Required work — Render this sentence from the text on Amazon Lambda features in Spanish: "You choose the amount of memory you want to allocate to your functions and Amazon Lambda allocates proportional CPU power, network bandwidth, and disk I/O."

Reading text START

Fine grained control over performance
Provisioned Concurrency gives you greater control over the performance of your apps. When enabled, Provisioned Concurrency keeps functions initialized and hyper-ready to respond in double-digit milliseconds, up to the provisioned concurrency level. Provisioned Concurrency is ideal for any service built using Lambda that needs greater control over function start times. You can easily provision the appropriate amount of concurrency based on your application's unique demand. Provisioned Concurrency can be increased during times of high demand and lowered, or completely turned off, when demand decreases. Taking advantage of Provisioned Concurrency requires no changes to your existing code.
Only pay for what you use
With Amazon Lambda, you pay for execution duration rather than by server unit. When using Lambda functions, you only pay for requests served and the compute time required to run your code. Billing is metered in increments of 1 millisecond, making it cost-effective and easy to scale automatically from a few requests per day to thousands per second. With Provisioned Concurrency, you pay for the amount of concurrency that you configure and for the period of time that you configure it. When Provisioned Concurrency is enabled for your function and you execute it, you also pay for requests and execution duration. To learn more about pricing, please visit Amazon Lambda Pricing.
Flexible resource model
You choose the amount of memory you want to allocate to your functions and Amazon Lambda allocates proportional CPU power, network bandwidth, and disk I/O.
Connect to shared file systems
With Amazon Elastic File System for Amazon Lambda, you can securely read, write, and persist large volumes of data at low latency, at any scale. You don't need to write code to download data to temporary storage in order to process it. This saves time and simplifies the code, enabling you to focus on your business logic. EFS for Lambda is ideal for building machine learning applications or loading large reference files or models, processing or backing up large amounts of data, hosting web content, or sharing files between serverless applications and instance or container based applications.
Integrate Lambda with your favorite operational tools
Amazon Lambda Extensions allow you to easily integrate Lambda with your favorite tools for monitoring, observability, security, and governance. Lambda Extensions run within Lambda’s execution environment which is where your function code is executed. With Lambda extensions you can capture fine grained diagnostic information and send function logs, metrics, and traces to a location of your choice. You can also run security agents within Lambda’s execution environment, all with no operational overhead and minimal impact to the performance of your functions.
Access to a secure, low-latency ephemeral file system
Amazon Lambda customers can configure up to 10,240 MB of ephemeral storage for their Lambda functions. For data intensive applications such as machine learning inference, financial computations, and media processing, customers often need to read and write large amounts of data to ephemeral storage. The Amazon Lambda execution environment provides an ephemeral file system for customers’ code to access via /tmp space, which is preserved for the lifetime of the execution environment, and can provide a transient cache for data between invocations. You can configure ephemeral storage (/tmp) between 512 MB and 10,240 MB. You can control the amount of ephemeral storage a function gets for reading or writing data, allowing you to use Amazon Lambda for ETL jobs, ML inference, or other data-intensive workloads.

Reading text END
Dataset content START

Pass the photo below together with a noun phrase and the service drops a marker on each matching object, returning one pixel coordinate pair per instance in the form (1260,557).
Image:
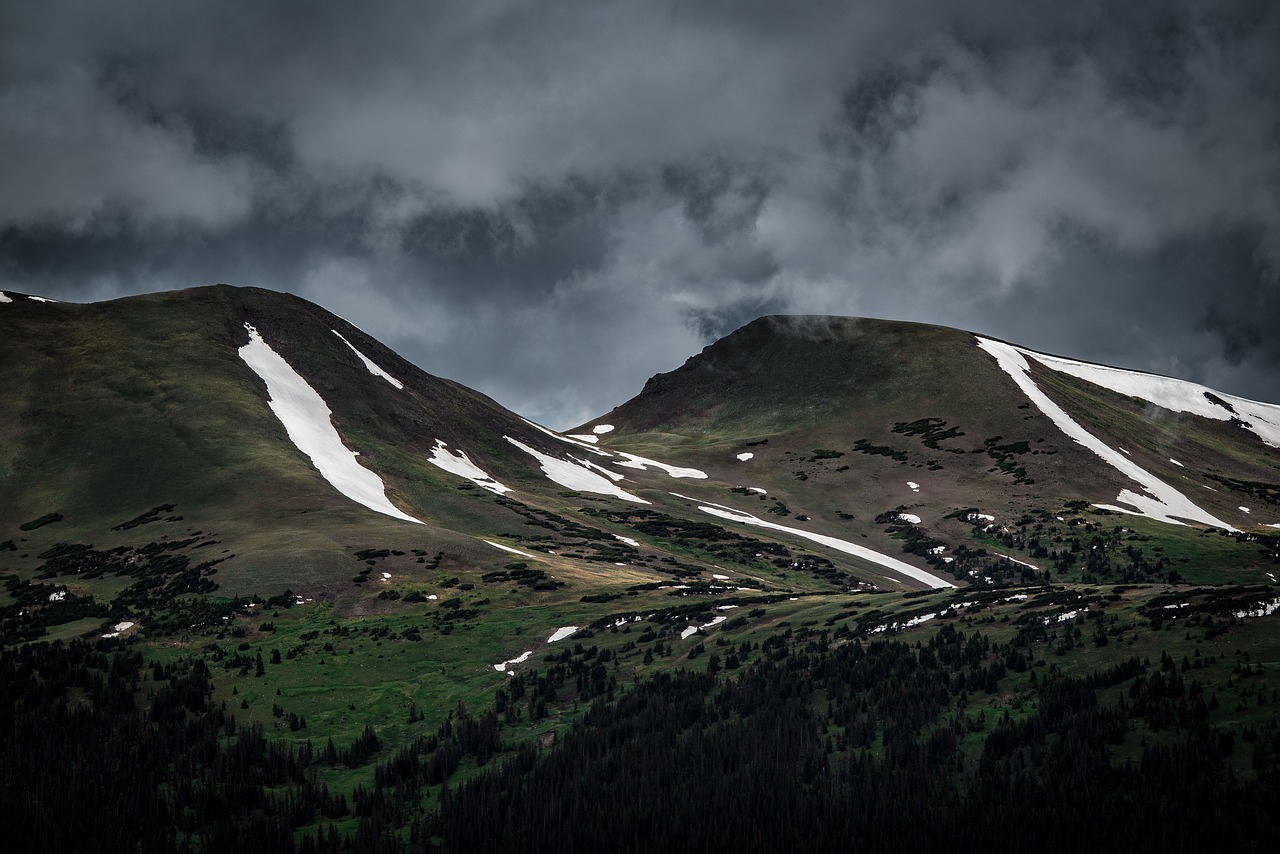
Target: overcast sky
(552,201)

Dataset content END

Final answer — Usted elige la cantidad de memoria que desea asignar a sus funciones y Amazon Lambda asigna de forma proporcional potencia de CPU, ancho de banda de red y E/S de disco.